Extract provided ▸

[BEGIN]

Also - where is the verification that
func->old_size >= PATCH_INSN_SIZE?

> +void arch_xsplice_revert_jmp(struct xsplice_patch_func *func)

const

> --- a/xen/common/xsplice.c
> +++ b/xen/common/xsplice.c
> @@ -3,6 +3,7 @@
>   *
>   */
>  
> +#include <xen/cpu.h>
>  #include <xen/err.h>
>  #include <xen/guest_access.h>
>  #include <xen/keyhandler.h>
> @@ -11,17 +12,29 @@
>  #include <xen/mm.h>
>  #include <xen/sched.h>
>  #include <xen/smp.h>
> +#include <xen/softirq.h>
>  #include <xen/spinlock.h>
>  #include <xen/vmap.h>
> +#include <xen/wait.h>
>  #include <xen/xsplice_elf.h>
>  #include <xen/xsplice.h>
>  
>  #include <asm/event.h>
> +#include <asm/nmi.h>

Urgh?

>  #include <public/sysctl.h>
>  
> +/*
> + * Protects against payload_list operations and also allows only one
> + * caller in schedule_work.
> + */
>  static DEFINE_SPINLOCK(payload_lock);
>  static LIST_HEAD(payload_list);
>  
> +/*
> + * Patches which have been applied.
> + */

Comment style.

> +struct xsplice_work
> +{
> +    atomic_t semaphore;          /* Used for rendezvous. First to grab it will
> +                                    do the patching. */

"First to grab it" doesn't seem to make sense for an atomic_t variable.

[END]

Image boundary annotation data
[BEGIN]

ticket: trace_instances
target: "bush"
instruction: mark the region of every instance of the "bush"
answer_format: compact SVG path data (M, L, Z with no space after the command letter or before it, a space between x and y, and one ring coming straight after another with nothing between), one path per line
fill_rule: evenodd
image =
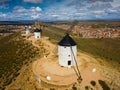
M108 87L108 85L106 84L105 81L98 80L98 82L101 85L101 87L103 88L103 90L110 90L110 88Z
M90 82L92 86L95 86L96 85L96 82L95 81L91 81Z

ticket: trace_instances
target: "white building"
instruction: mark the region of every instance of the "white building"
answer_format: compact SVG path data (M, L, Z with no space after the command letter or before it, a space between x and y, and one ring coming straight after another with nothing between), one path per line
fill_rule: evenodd
M30 33L30 30L29 30L29 27L28 27L28 26L25 26L25 33L26 33L26 34L29 34L29 33Z
M34 30L34 36L35 36L35 38L41 38L41 29L38 29L38 28L36 28L35 30Z
M68 67L76 65L77 44L69 34L63 37L58 43L58 56L61 66Z

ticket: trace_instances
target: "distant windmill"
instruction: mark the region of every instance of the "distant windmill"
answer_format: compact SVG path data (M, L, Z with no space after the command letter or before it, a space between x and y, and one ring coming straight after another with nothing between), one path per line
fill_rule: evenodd
M66 35L62 38L62 40L58 43L58 56L59 56L59 64L63 67L73 66L73 69L78 77L78 82L82 81L81 74L77 64L77 44L76 42L69 36L69 33L72 31L74 26L78 22L73 22L73 25L67 30Z
M35 30L34 30L35 38L41 38L41 32L42 32L41 29L35 28Z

[END]

Goals ▸
• 1. Copy the stretch of the xsplice code review from "Comment style." through "an atomic_t variable.".
• 2. Proceed with the xsplice code review from the point where it stops.
The entries have no connection to the xsplice code review.

Expected results ▸
• 1.
Comment style.

> +struct xsplice_work
> +{
> +    atomic_t semaphore;          /* Used for rendezvous. First to grab it will
> +                                    do the patching. */

"First to grab it" doesn't seem to make sense for an atomic_t variable.

• 2.
> +    atomic_t irq_semaphore;      /* Used to signal all IRQs disabled. */
> +    uint32_t timeout;                    /* Timeout to do the operation. */
> +    struct payload *data;        /* The payload on which to act. */
> +    volatile bool_t do_work;     /* Signals work to do. */
> +    volatile bool_t ready;       /* Signals all CPUs synchronized. */
> +    uint32_t cmd;                /* Action request: XSPLICE_ACTION_* */
> +};

Please can you do without fixed size types when the fixed size
isn't really a requirement?

> +/* There can be only one outstanding patching action. */
> +static struct xsplice_work xsplice_work;
> +
> +/* Indicate whether the CPU needs to consult xsplice_work structure. */
> +static DEFINE_PER_CPU(bool_t, work_to_do);

Peeking ahead to the uses of this, I can't see why this is needed
alongside xsplice_work.do_work.

> @@ -296,6 +331,77 @@ static int secure_payload(struct payload *payload, struct xsplice_elf *elf)
>      return rc;
>  }
>  
> +static int check_special_sections(struct payload *payload,
> +                                  struct xsplice_elf *elf)

const (twice, but the first parameter appears to be unused anyway)

> +{
> +    unsigned int i;
> +    static const char *const names[] = { ".xsplice.funcs" };
> +
> +    for ( i = 0; i < ARRAY_SIZE(names); i++ )
> +    {
> +        struct xsplice_elf_sec *sec;

const

> +        sec = xsplice_elf_sec_by_name(elf, names[i]);
> +        if ( !sec )
> +        {
> +            printk(XENLOG_ERR "%s%s: %s is missing!\n",
> +                   XSPLICE, elf->name, names[i]);
> +            return -EINVAL;
> +        }
> +
> +        if ( !sec->sec->sh_size )
> +            return -EINVAL;
> +    }
> +
> +    return 0;
> +}

So you check for there being one such section. Is having multiple
of them okay / meaningful?

> +static int prepare_payload(struct payload *payload,
> +                           struct xsplice_elf *elf)
> +{
> +    struct xsplice_elf_sec *sec;
> +    unsigned int i;
> +    struct xsplice_patch_func *f;

const (multiple times, and I'm not going to further make this remark:
Please deal with this throughout the series)

> +    sec = xsplice_elf_sec_by_name(elf, ".xsplice.funcs");
> +    if ( sec )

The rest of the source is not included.